- WORK INSTRUCTIONS -
a) Using the passage on the Ferns Report below, decide whether each statement agrees with it. (i) Every diocese released details of its abuse cases after the report came out. (ii) Fr Gerard Galvin declined to read the bishop's letter to his congregation. (iii) Father Colm Kilcoyne spoke to RTE in 2002.
b) According to the passage on the Ferns Report below, what did Father Colm Kilcoyne tell RTE the institutional Catholic Church was facing?

** begin DOCUMENT SECTION **

The exposure of child sexual abuse and publication of the Ferns Report has led many to assume three things. First that the Catholic Church in Ireland has learnt a hard lesson; that the State has too and will no longer privilege the Church or allow it to cover up for its wrongdoing; and finally that its legendary power has now been broken. None of these assumptions are correct.

The outpouring of hurt and anger provoked by repeated revelations of child abuse has been accompanied by hyperbolic declamations of dire consequences for the Church. In 2002 Father Colm Kilcoyne told RTE that the institutional Catholic Church was ‘facing meltdown.’

It hasn’t happened, and doesn’t look likely to happen despite everyone’s worst fears about the scale of abuse being amply confirmed. Why?

Answers – The Church

The recent response to publication of the Ferns report illustrates the answer. Its publication led to disclosure of details of abuse cases in other dioceses, although a couple still refused to release details of any aspect of allegations, court cases or money paid out. In each parish a letter from the bishop was read out to congregations apologising for the scandal the Ferns Report had revealed. So the Church had learnt its lesson?

Well, even some priests were not convinced. In Clonakilty Fr Gerard Galvin refused to read the bishop’s letter out and said it ‘didn’t go far enough. There was no real sense of atonement.’ It was ‘more PR than reality. I think the time for fobbing people off is over. We need real honesty.’ But his was very much a minority voice.

** end DOCUMENT SECTION **
** begin DATA SHOWN **

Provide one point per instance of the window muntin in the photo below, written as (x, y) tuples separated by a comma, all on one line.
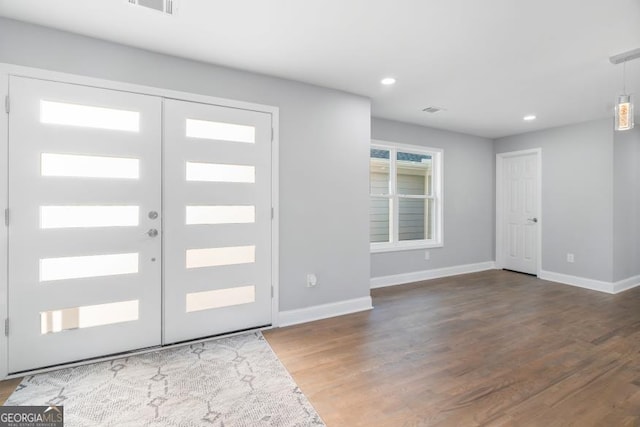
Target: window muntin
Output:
[(406, 201)]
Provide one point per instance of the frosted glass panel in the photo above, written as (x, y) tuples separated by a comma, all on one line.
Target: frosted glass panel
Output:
[(61, 113), (88, 166), (220, 214), (88, 216), (88, 316), (213, 172), (212, 257), (87, 266), (220, 298), (204, 129)]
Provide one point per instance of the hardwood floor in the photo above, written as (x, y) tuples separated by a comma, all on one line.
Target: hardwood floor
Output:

** end DATA SHOWN **

- RESPONSES -
a)
(i) No: "although a couple still refused to release details of any aspect of allegations, court cases or money paid out."
(ii) Yes: "In Clonakilty Fr Gerard Galvin refused to read the bishop’s letter out"
(iii) Yes: "In 2002 Father Colm Kilcoyne told RTE that the institutional Catholic Church was ‘facing meltdown.’"

b) He said it was facing meltdown.